- [Extracto del documento]
Autor: Ángel Gómez de Ágreda (*) – Gentileza Revista Aeronáutica y Astronáutica del Ejército del Aire – España
A pesar de que las aplicaciones y sistemas de combate sean mucho más llamativas y espectaculares, siempre he apostado por que el mayor impacto de la inteligencia artificial en el sector de la Defensa será en el área de la logística. Y, por supuesto, que de poco sirve incorporar las últimas tecnologías si estas no vienen acompañadas de cambios organizativos –e, incluso, culturales–en las empresas y administraciones.
Quizás la mayor transformación que se precise esté en la agilidad de los procesos. Estamos muy atentos a la capacidad de adaptación de nuestras unidades en el terreno, pero no somos lo suficientemente conscientes de aplicar esos mismos criterios en nuestros procesos de generación de fuerza.

No se trata necesariamente de transformaciones tecnológicas, sino de cambios procedimentales y legislativos que aceleren el tempo logístico tanto como se ha acelerado el operativo. Tampoco de eliminar controles, ni de calidad ni de transparencia en la gestión, pero sí de encontrar el modo de que su ejercicio no suponga demoras o cuellos de botella (telepeajes sin barrera). La sensación generalizada es de urgencia en transitar hacia unos procedimientos más adaptados a las necesidades de una situación bélica en que la gestión de los riesgos se ve muy condicionada por las urgencias operacionales.
Esto es tanto más cierto cuando la inversión en I+D pública ha perdido hace tiempo su primacía con respecto a la privada, y cuando la correspondiente al sector de la defensa también ha perdido relevancia en el contexto de la pública. En Estados Unidos, la inversión institucional ha caído de un 70% a un 30% del total desde los años sesenta (cuando, además, suponía el 69% del total mundial). En aquel momento, la contribución de Defensa era de un 36% de las inversiones mundiales, más que el total público actual. De aquellos esfuerzos surgen buena parte de las tecnologías que, en la actualidad, constituyen la espina dorsal de las aplicaciones militares y civiles.
En este sentido, es más que recomendable una visita a la Academia de Artillería de Segovia y a sus dos museos. Entre sus muros, colgando de sus paredes o adornando los atrios se muestra una historia gloriosa de contribuciones de científicos militares españoles. Una historia que, desgraciadamente, no recibe ni la conveniente atención ni la necesaria continuidad en nuestros días.
Todo ello, por cierto, tiene que llevarse a cabo sin exceder los valores y principios que se pretenden defender desde esas mismas instituciones.
A nadie se le escapa que la tecnología también puede contribuir a esta adaptación. El método del «ensayo-error», basado en la iteración de proyectos sobre un modelo físico, resulta obsoleto en los tiempos de los gemelos digitales y de la simulación de escenarios. Los diseños tienen que resultar exitosos en un primer intento. Es más, tienen que prever escenarios futuros de uso y la
capacidad de los productos a adaptarse a los mismos.

- [Entradas mostradas]
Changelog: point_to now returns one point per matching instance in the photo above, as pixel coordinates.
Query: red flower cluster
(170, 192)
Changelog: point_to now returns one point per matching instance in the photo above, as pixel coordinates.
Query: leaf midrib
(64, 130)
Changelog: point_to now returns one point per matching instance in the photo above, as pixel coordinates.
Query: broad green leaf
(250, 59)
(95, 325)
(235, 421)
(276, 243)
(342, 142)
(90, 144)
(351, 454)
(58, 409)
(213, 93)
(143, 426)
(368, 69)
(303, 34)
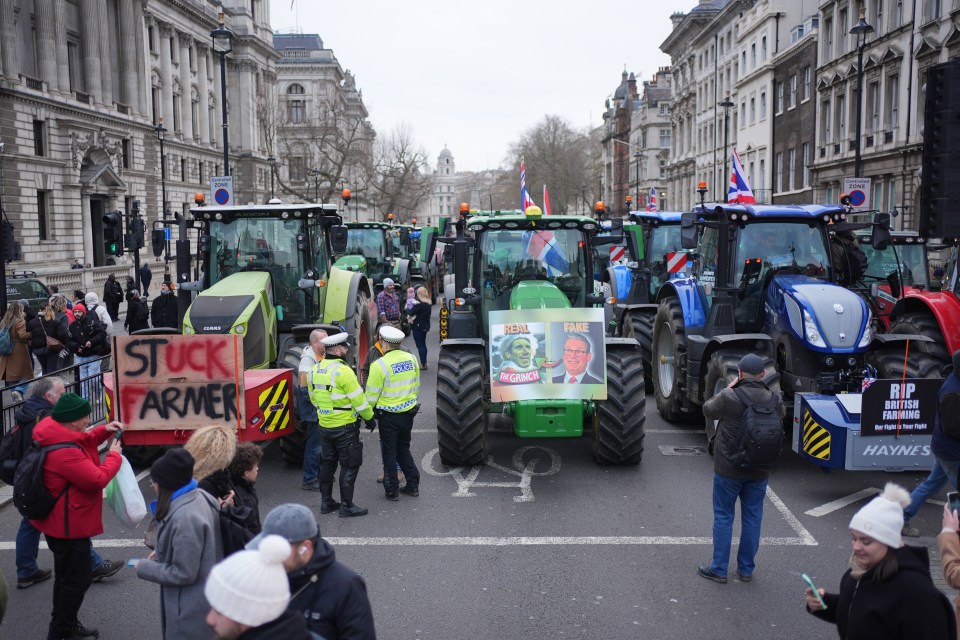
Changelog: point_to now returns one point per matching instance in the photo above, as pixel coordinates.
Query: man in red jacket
(76, 475)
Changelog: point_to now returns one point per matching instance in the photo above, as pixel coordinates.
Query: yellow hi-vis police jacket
(394, 382)
(336, 394)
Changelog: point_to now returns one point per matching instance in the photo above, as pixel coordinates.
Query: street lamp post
(861, 30)
(223, 44)
(726, 104)
(161, 131)
(273, 171)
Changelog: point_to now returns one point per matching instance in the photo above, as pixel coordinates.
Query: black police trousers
(340, 445)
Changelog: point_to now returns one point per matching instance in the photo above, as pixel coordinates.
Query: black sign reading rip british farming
(899, 407)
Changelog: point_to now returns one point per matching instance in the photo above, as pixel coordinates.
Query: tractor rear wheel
(669, 350)
(461, 417)
(639, 326)
(924, 324)
(618, 428)
(723, 369)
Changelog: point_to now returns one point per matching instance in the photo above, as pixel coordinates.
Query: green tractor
(499, 267)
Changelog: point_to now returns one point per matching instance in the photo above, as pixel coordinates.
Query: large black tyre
(924, 324)
(461, 417)
(722, 369)
(669, 349)
(618, 427)
(888, 361)
(639, 326)
(292, 444)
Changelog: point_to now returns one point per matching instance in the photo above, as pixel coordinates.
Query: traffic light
(113, 233)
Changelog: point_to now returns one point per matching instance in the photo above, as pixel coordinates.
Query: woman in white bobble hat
(248, 594)
(887, 592)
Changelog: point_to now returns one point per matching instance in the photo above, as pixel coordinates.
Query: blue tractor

- [Instrucciones]
1 – Reproduce sin cambios el pasaje del texto que va de "No se trata" a "las urgencias operacionales.", ambos incluidos.
2 – Muestra cada línea de las entradas que contenga la palabra "tractor", teniendo en cuenta mayúsculas y minúsculas.
El texto y las entradas son materiales independientes entre sí.

- [Soluciones]
1 –
No se trata necesariamente de transformaciones tecnológicas, sino de cambios procedimentales y legislativos que aceleren el tempo logístico tanto como se ha acelerado el operativo. Tampoco de eliminar controles, ni de calidad ni de transparencia en la gestión, pero sí de encontrar el modo de que su ejercicio no suponga demoras o cuellos de botella (telepeajes sin barrera). La sensación generalizada es de urgencia en transitar hacia unos procedimientos más adaptados a las necesidades de una situación bélica en que la gestión de los riesgos se ve muy condicionada por las urgencias operacionales.

2 –
Query: tractor rear wheel
Query: green tractor
Query: blue tractor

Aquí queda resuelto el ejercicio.